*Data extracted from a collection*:
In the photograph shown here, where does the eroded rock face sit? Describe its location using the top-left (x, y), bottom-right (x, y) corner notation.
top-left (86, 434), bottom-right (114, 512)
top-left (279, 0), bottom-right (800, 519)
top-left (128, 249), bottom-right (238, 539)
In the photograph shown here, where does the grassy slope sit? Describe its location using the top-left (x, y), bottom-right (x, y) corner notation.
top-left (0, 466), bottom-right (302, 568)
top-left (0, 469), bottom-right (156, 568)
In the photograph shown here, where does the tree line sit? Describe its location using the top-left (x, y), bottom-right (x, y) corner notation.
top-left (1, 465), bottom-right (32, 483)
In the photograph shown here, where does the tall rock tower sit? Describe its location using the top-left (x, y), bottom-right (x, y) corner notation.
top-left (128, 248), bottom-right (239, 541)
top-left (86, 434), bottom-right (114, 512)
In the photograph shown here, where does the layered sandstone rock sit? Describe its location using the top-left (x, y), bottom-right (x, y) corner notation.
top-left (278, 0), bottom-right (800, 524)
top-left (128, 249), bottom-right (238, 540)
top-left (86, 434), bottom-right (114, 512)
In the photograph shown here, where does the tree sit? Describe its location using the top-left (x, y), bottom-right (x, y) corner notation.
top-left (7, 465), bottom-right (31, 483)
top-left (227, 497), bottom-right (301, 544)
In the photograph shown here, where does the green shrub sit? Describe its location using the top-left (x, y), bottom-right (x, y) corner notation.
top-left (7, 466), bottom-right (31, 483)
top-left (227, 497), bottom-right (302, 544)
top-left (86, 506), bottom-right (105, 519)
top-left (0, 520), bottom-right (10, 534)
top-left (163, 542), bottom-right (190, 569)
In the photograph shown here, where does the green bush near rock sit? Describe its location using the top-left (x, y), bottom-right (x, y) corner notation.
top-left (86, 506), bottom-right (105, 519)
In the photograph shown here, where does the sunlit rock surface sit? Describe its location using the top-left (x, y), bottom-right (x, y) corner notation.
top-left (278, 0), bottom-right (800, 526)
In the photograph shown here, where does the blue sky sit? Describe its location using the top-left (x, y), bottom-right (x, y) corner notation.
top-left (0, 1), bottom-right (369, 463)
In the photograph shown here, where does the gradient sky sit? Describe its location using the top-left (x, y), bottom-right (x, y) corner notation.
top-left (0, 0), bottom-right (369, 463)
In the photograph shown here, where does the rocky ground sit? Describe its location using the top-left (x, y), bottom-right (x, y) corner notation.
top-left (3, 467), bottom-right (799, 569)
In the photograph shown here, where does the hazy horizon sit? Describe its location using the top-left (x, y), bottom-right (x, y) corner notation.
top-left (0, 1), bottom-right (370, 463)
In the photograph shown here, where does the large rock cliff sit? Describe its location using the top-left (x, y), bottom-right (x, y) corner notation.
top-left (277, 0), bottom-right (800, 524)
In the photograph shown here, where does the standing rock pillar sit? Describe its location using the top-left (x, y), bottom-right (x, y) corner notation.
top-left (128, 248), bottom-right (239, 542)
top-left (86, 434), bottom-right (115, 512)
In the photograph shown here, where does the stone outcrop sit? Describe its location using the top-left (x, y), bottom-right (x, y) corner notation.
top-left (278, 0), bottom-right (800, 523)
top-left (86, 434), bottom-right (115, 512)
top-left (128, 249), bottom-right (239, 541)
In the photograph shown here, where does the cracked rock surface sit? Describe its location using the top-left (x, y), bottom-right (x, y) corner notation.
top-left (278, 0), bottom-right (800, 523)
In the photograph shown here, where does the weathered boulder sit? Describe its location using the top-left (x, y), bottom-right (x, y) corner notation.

*Exercise*: Every record above needs to be returned in full, exactly.

*Result below*:
In the photograph shown here, where does the eroded rock face sit? Describe its location using the top-left (x, y), bottom-right (x, y) corner notation.
top-left (86, 434), bottom-right (114, 512)
top-left (279, 0), bottom-right (800, 519)
top-left (128, 249), bottom-right (238, 539)
In the photograph shown here, where does the grassy slope sit? Describe its location using the top-left (x, y), bottom-right (x, y) corner notation.
top-left (0, 466), bottom-right (302, 568)
top-left (0, 469), bottom-right (156, 568)
In the photograph shown here, where does the tree line sit? Describe its location using the top-left (x, y), bottom-right (x, y) corner notation.
top-left (1, 465), bottom-right (32, 483)
In the photograph shown here, where does the tall rock tower sit? Describe its location using the top-left (x, y), bottom-right (x, y) corner notation.
top-left (128, 248), bottom-right (239, 541)
top-left (86, 434), bottom-right (114, 512)
In the photograph shown here, where does the layered sandstone rock sit? Describe its location using the top-left (x, y), bottom-right (x, y) corner notation.
top-left (278, 0), bottom-right (800, 524)
top-left (128, 249), bottom-right (238, 540)
top-left (86, 434), bottom-right (114, 512)
In the photograph shown here, where does the tree sit? Describe its location using the top-left (x, y), bottom-right (x, y) corner notation.
top-left (7, 465), bottom-right (31, 483)
top-left (227, 497), bottom-right (301, 544)
In the photograph shown here, where does the green shrub sit? Describe its location using the top-left (x, y), bottom-right (x, y) corner notation.
top-left (7, 466), bottom-right (31, 483)
top-left (227, 497), bottom-right (302, 544)
top-left (86, 506), bottom-right (105, 519)
top-left (0, 520), bottom-right (10, 534)
top-left (163, 542), bottom-right (190, 569)
In the photograph shown here, where does the green bush near rock sit? Describe its location using the top-left (x, y), bottom-right (x, y) corner notation.
top-left (86, 506), bottom-right (105, 519)
In the photograph shown here, where does the sunlit rock surface sit? Describe its location using the top-left (x, y), bottom-right (x, y) corner notation.
top-left (278, 0), bottom-right (800, 526)
In the photograph shown here, where does the blue sky sit? Describe its location using the top-left (x, y), bottom-right (x, y) corner notation.
top-left (0, 1), bottom-right (369, 463)
In the photograph shown here, where does the gradient sky sit? Describe its location using the top-left (x, y), bottom-right (x, y) corner notation.
top-left (0, 0), bottom-right (369, 463)
In the photograph shown here, where does the rocky ground sit? Describe its location using the top-left (x, y), bottom-right (x, y) corner notation.
top-left (3, 467), bottom-right (799, 569)
In the photograph shown here, where does the hazy horizon sit? Describe its location using the top-left (x, y), bottom-right (x, y) corner notation.
top-left (0, 1), bottom-right (370, 463)
In the photograph shown here, where does the large rock cliff sit? Describe its location using the top-left (x, y), bottom-right (x, y) corner notation.
top-left (277, 0), bottom-right (800, 524)
In the photograph shown here, where does the standing rock pillar sit? Describe its location using the top-left (x, y), bottom-right (x, y) corner notation.
top-left (128, 248), bottom-right (239, 542)
top-left (86, 434), bottom-right (115, 512)
In the photograph shown here, where does the stone outcrop sit? Describe its location using the top-left (x, y), bottom-right (x, y) corner notation.
top-left (278, 0), bottom-right (800, 523)
top-left (86, 434), bottom-right (115, 512)
top-left (128, 249), bottom-right (239, 541)
In the photograph shown here, where does the cracked rock surface sit? Describe its location using the top-left (x, y), bottom-right (x, y) corner notation.
top-left (278, 0), bottom-right (800, 523)
In the photograph shown here, where does the weathered boulder sit? Describe its location using the top-left (x, y), bottom-right (x, y) corner notation.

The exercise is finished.